_What you will do_: Reproduce every one of the rows that follow, word for word and without alteration.

>> start

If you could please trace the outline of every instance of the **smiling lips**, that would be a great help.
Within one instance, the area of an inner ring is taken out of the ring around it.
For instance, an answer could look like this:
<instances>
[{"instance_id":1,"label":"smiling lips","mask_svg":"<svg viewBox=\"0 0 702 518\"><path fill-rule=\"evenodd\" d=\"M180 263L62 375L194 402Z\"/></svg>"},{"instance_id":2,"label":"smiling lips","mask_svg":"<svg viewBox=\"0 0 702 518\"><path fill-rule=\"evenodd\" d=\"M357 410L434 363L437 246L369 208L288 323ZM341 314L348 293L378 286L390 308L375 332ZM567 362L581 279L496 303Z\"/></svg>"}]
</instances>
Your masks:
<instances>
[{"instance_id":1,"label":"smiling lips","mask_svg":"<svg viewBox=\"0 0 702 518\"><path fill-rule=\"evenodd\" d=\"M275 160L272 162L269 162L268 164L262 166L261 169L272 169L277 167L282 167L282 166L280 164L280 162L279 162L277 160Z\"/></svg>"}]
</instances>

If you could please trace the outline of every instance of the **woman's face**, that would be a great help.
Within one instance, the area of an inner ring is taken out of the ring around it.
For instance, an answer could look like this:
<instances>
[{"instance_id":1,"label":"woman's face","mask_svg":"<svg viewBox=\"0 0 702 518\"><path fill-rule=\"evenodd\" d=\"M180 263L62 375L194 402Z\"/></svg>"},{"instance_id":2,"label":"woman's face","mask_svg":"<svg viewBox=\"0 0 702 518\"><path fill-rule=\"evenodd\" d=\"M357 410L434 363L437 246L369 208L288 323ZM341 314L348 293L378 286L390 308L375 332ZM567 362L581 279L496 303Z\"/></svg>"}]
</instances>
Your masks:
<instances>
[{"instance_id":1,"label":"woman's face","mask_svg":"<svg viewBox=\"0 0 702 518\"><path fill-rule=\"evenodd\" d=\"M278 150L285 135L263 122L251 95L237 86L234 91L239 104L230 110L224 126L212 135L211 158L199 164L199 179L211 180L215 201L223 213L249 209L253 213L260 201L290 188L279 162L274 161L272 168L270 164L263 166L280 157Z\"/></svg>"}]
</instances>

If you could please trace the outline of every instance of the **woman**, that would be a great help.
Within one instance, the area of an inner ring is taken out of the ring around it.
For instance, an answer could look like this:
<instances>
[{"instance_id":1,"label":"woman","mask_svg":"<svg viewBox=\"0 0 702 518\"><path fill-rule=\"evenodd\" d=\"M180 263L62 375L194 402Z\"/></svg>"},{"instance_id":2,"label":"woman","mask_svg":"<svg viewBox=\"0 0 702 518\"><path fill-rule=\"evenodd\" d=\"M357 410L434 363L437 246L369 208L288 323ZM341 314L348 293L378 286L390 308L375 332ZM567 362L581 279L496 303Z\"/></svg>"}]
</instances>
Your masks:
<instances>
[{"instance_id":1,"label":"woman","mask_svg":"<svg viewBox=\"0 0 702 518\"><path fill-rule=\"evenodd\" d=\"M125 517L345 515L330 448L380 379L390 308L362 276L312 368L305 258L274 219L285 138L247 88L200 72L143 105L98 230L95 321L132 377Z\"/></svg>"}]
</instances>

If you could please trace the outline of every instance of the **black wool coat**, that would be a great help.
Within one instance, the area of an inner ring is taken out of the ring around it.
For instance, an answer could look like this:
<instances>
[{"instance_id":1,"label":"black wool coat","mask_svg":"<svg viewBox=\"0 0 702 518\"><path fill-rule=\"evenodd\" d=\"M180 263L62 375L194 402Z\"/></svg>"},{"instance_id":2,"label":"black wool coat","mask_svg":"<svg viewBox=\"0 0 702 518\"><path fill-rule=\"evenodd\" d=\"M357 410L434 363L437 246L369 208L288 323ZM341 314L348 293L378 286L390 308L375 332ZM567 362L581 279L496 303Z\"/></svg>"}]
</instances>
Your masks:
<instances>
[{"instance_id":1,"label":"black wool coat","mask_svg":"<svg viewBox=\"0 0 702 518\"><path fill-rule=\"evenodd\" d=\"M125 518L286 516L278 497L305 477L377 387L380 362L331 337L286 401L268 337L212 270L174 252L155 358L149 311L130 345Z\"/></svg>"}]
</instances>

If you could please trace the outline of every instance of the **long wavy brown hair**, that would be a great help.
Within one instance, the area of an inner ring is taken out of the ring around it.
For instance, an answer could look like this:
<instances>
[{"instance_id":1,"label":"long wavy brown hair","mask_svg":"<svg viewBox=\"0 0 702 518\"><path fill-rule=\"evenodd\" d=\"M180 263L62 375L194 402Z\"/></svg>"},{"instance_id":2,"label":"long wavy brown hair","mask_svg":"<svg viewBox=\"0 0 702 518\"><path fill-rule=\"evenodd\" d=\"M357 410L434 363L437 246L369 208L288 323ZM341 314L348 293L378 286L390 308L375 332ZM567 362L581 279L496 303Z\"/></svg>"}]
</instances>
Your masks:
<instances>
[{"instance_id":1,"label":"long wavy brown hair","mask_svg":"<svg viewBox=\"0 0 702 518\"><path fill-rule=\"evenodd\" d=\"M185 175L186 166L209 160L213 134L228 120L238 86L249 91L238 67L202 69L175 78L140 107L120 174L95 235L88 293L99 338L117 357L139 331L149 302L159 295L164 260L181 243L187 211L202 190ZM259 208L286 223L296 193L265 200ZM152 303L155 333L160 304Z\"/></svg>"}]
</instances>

>> end

_Output for this exercise_:
If you could please trace the outline of every instance of the **smiling lips**, that would be a great help.
Within one instance, the area of an inner ring is taken out of the ring around it.
For instance, an answer could look like this:
<instances>
[{"instance_id":1,"label":"smiling lips","mask_svg":"<svg viewBox=\"0 0 702 518\"><path fill-rule=\"evenodd\" d=\"M180 263L62 375L194 402Z\"/></svg>"},{"instance_id":2,"label":"smiling lips","mask_svg":"<svg viewBox=\"0 0 702 518\"><path fill-rule=\"evenodd\" d=\"M357 410L434 363L437 246L369 208L288 323ZM341 314L348 293L378 286L390 308L375 332ZM567 362L581 279L496 303Z\"/></svg>"}]
</instances>
Your masks:
<instances>
[{"instance_id":1,"label":"smiling lips","mask_svg":"<svg viewBox=\"0 0 702 518\"><path fill-rule=\"evenodd\" d=\"M275 160L272 162L269 162L268 164L262 166L261 169L272 169L277 167L282 167L282 166L280 164L280 162L279 162L277 160Z\"/></svg>"}]
</instances>

If you could please trace the outline of every instance of the **woman's face**, that would be a great help.
Within one instance, the area of an inner ring is taken out of the ring around it.
For instance, an answer could look like this:
<instances>
[{"instance_id":1,"label":"woman's face","mask_svg":"<svg viewBox=\"0 0 702 518\"><path fill-rule=\"evenodd\" d=\"M180 263L62 375L194 402Z\"/></svg>"},{"instance_id":2,"label":"woman's face","mask_svg":"<svg viewBox=\"0 0 702 518\"><path fill-rule=\"evenodd\" d=\"M357 410L434 363L437 246L369 208L288 323ZM341 314L348 293L378 286L390 308L375 332ZM567 362L581 279L496 303Z\"/></svg>"}]
</instances>
Your masks:
<instances>
[{"instance_id":1,"label":"woman's face","mask_svg":"<svg viewBox=\"0 0 702 518\"><path fill-rule=\"evenodd\" d=\"M278 150L285 135L263 122L251 95L237 86L234 91L239 104L230 110L224 126L212 135L211 158L199 164L199 179L211 180L215 201L223 213L249 209L253 213L260 201L290 188L279 162L274 161L272 168L270 164L263 166L280 157Z\"/></svg>"}]
</instances>

If you could please trace the outline of every instance of the **woman**, that would be a great help.
Within one instance, the area of an inner ring is taken out of the ring around it.
For instance, an answer could look like this:
<instances>
[{"instance_id":1,"label":"woman","mask_svg":"<svg viewBox=\"0 0 702 518\"><path fill-rule=\"evenodd\" d=\"M180 263L62 375L194 402Z\"/></svg>"},{"instance_id":2,"label":"woman","mask_svg":"<svg viewBox=\"0 0 702 518\"><path fill-rule=\"evenodd\" d=\"M357 410L434 363L437 246L369 208L288 323ZM341 314L348 293L378 286L390 308L375 332ZM567 362L581 279L496 303Z\"/></svg>"}]
</instances>
Your masks:
<instances>
[{"instance_id":1,"label":"woman","mask_svg":"<svg viewBox=\"0 0 702 518\"><path fill-rule=\"evenodd\" d=\"M125 517L345 515L330 448L380 379L390 308L362 276L312 368L305 258L274 219L285 138L247 88L200 72L143 105L98 230L95 321L132 377Z\"/></svg>"}]
</instances>

If you could please trace the outline of every instance of the **black wool coat**, that would be a great help.
Within one instance, the area of an inner ring is taken out of the ring around it.
For instance, an answer could look like this:
<instances>
[{"instance_id":1,"label":"black wool coat","mask_svg":"<svg viewBox=\"0 0 702 518\"><path fill-rule=\"evenodd\" d=\"M180 263L62 375L194 402Z\"/></svg>"},{"instance_id":2,"label":"black wool coat","mask_svg":"<svg viewBox=\"0 0 702 518\"><path fill-rule=\"evenodd\" d=\"M357 410L434 363L437 246L369 208L288 323ZM341 314L348 293L378 286L390 308L375 332ZM567 362L581 279L496 303Z\"/></svg>"}]
</instances>
Your masks:
<instances>
[{"instance_id":1,"label":"black wool coat","mask_svg":"<svg viewBox=\"0 0 702 518\"><path fill-rule=\"evenodd\" d=\"M125 518L286 516L278 497L305 477L377 387L380 362L331 337L286 401L268 337L212 270L174 252L155 358L149 311L130 345Z\"/></svg>"}]
</instances>

If you could please trace the outline of every instance of the **long wavy brown hair**, that would be a great help.
Within one instance, the area of an inner ring is taken out of the ring around it.
For instance, an answer could look like this:
<instances>
[{"instance_id":1,"label":"long wavy brown hair","mask_svg":"<svg viewBox=\"0 0 702 518\"><path fill-rule=\"evenodd\" d=\"M180 263L62 375L194 402Z\"/></svg>"},{"instance_id":2,"label":"long wavy brown hair","mask_svg":"<svg viewBox=\"0 0 702 518\"><path fill-rule=\"evenodd\" d=\"M357 410L434 363L437 246L369 208L288 323ZM341 314L348 293L378 286L390 308L375 332ZM567 362L581 279L496 303Z\"/></svg>"}]
</instances>
Your masks:
<instances>
[{"instance_id":1,"label":"long wavy brown hair","mask_svg":"<svg viewBox=\"0 0 702 518\"><path fill-rule=\"evenodd\" d=\"M185 175L186 166L209 160L213 134L228 120L238 86L249 91L238 67L202 69L175 78L140 107L120 174L95 235L88 293L99 338L117 357L139 331L149 302L159 295L164 260L181 243L187 211L202 190ZM259 208L286 223L296 193L265 200ZM152 303L155 333L160 304Z\"/></svg>"}]
</instances>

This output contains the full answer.